-- Task --
When you reach the line containing "[locate] woman in costume" in the data below, begin returning lines exactly as written, and stop once the line containing "[locate] flower bouquet" has been returned.

Segment Start: Extracted information

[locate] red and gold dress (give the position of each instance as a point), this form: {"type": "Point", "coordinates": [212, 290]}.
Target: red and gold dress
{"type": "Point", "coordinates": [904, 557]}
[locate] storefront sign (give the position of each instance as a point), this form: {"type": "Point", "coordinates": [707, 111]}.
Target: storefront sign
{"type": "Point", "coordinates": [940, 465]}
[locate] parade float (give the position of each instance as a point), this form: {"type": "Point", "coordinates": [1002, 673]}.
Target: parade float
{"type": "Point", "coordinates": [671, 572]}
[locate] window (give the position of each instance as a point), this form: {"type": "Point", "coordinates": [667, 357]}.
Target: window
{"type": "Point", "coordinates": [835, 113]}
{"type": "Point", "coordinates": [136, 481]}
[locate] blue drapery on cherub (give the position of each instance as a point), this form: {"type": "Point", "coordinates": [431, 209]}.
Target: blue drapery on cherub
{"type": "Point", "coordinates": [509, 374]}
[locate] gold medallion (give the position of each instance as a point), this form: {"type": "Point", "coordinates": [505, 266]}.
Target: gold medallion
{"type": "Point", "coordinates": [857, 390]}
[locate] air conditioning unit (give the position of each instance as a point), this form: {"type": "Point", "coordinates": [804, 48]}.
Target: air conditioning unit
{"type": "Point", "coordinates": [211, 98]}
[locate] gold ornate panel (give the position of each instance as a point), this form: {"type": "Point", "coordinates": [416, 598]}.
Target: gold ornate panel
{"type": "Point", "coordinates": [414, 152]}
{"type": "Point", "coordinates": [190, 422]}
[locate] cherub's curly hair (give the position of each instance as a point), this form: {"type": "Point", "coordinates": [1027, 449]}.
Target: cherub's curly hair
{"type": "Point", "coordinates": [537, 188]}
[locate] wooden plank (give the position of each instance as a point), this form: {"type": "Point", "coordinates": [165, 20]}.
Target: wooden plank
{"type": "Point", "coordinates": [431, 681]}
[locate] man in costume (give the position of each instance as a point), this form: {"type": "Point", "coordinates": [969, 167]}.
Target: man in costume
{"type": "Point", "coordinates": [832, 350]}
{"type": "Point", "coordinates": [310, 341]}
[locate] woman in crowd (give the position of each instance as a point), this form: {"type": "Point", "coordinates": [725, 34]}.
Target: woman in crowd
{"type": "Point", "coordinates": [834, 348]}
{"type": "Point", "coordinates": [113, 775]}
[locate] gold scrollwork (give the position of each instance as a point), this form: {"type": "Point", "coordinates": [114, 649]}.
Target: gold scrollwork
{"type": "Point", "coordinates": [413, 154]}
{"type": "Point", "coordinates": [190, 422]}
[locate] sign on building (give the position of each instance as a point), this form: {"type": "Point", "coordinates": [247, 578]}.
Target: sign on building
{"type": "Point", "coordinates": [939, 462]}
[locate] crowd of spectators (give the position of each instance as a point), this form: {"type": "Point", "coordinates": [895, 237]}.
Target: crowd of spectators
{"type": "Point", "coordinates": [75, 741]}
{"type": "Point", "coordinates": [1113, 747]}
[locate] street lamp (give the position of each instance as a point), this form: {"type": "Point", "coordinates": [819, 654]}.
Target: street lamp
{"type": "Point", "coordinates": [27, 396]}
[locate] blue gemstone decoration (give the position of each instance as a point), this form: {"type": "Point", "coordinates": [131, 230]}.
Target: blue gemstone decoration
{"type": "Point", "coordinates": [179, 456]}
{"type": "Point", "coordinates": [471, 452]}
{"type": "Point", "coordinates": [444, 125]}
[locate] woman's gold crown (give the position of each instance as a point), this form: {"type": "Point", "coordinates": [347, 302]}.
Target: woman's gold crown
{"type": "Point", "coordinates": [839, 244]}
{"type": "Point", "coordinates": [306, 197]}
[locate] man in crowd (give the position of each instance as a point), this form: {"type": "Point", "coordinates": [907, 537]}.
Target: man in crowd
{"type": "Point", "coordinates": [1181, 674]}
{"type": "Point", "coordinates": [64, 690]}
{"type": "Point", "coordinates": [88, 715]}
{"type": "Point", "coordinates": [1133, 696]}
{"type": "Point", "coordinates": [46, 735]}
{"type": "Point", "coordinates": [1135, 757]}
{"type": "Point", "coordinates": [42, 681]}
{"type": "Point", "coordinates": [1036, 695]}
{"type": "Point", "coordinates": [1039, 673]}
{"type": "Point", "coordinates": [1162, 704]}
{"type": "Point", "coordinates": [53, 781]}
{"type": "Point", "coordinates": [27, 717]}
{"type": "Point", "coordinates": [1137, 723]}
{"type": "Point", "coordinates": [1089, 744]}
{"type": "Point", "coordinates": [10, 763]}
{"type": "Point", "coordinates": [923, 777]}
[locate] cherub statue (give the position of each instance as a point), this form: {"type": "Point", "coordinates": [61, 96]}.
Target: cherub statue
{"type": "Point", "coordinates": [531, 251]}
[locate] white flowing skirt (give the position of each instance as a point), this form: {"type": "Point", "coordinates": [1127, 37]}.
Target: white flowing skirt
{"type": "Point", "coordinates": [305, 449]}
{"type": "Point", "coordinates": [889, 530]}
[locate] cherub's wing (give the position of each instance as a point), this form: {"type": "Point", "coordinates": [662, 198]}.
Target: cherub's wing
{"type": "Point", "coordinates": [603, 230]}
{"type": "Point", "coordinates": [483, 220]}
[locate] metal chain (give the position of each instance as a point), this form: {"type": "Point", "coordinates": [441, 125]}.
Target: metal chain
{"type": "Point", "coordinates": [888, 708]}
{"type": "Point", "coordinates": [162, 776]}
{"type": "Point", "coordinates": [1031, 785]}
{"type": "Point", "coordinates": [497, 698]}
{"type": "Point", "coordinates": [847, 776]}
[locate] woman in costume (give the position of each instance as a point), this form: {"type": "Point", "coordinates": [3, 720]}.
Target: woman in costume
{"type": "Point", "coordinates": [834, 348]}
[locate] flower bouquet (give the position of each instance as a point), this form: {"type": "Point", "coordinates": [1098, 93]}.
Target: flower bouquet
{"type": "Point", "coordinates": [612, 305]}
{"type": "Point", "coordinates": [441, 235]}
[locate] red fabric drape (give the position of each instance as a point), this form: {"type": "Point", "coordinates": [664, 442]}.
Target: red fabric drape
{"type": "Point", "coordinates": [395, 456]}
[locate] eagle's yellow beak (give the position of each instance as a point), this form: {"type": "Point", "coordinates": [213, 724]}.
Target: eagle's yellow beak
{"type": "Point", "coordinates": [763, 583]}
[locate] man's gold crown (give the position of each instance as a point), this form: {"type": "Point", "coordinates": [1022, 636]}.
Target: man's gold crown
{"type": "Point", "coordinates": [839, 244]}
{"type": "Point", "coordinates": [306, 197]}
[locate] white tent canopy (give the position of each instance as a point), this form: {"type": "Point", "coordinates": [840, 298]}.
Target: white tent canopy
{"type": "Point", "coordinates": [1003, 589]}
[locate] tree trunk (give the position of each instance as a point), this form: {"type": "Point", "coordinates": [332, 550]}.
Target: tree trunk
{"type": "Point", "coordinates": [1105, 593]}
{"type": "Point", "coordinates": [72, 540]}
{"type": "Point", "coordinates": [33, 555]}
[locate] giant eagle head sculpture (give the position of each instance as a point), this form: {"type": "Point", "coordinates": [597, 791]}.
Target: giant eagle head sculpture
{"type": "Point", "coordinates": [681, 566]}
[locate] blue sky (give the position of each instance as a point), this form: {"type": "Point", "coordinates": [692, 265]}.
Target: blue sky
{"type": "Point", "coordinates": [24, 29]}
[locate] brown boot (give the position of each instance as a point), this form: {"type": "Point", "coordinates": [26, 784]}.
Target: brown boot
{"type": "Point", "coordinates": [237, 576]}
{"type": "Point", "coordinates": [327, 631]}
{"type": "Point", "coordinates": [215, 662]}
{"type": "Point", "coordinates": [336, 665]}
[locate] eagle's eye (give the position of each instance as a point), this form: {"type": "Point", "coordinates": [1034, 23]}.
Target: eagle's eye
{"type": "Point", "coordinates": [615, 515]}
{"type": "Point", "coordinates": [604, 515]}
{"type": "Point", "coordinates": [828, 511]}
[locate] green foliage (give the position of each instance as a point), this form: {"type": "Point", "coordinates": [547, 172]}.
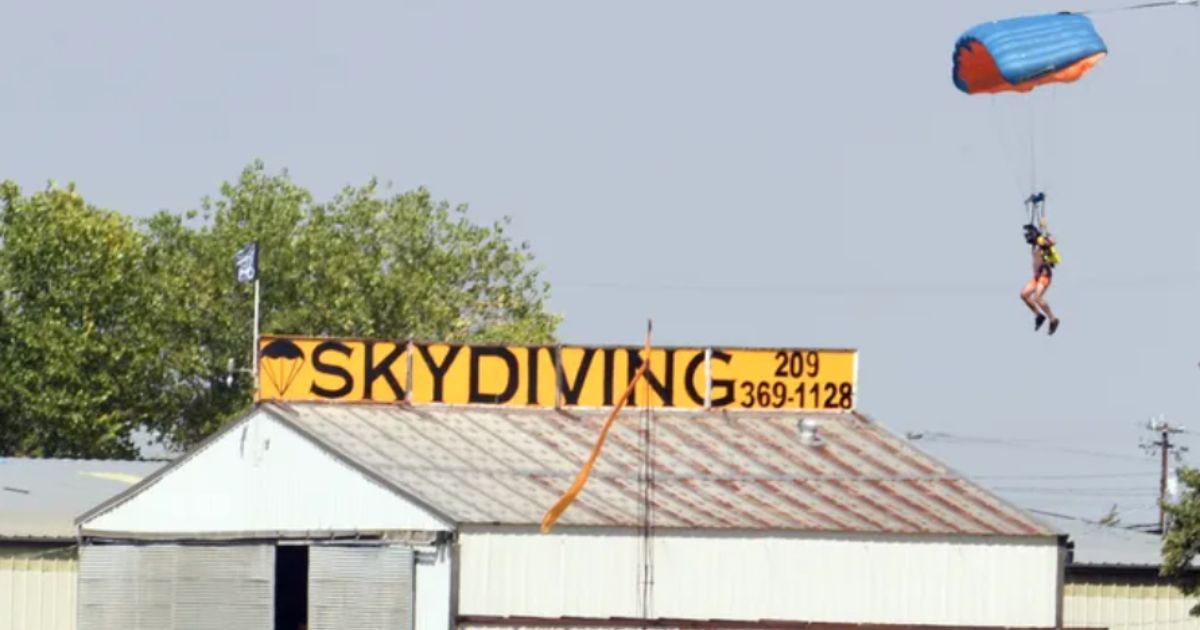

Segment End: Extracted information

-- Written solution --
[locate] woman in costume (give the position of each instance as a point), this form: {"type": "Point", "coordinates": [3, 720]}.
Target: woman in costume
{"type": "Point", "coordinates": [834, 348]}
[locate] flower bouquet (give the position of each instance as a point), this form: {"type": "Point", "coordinates": [1098, 93]}.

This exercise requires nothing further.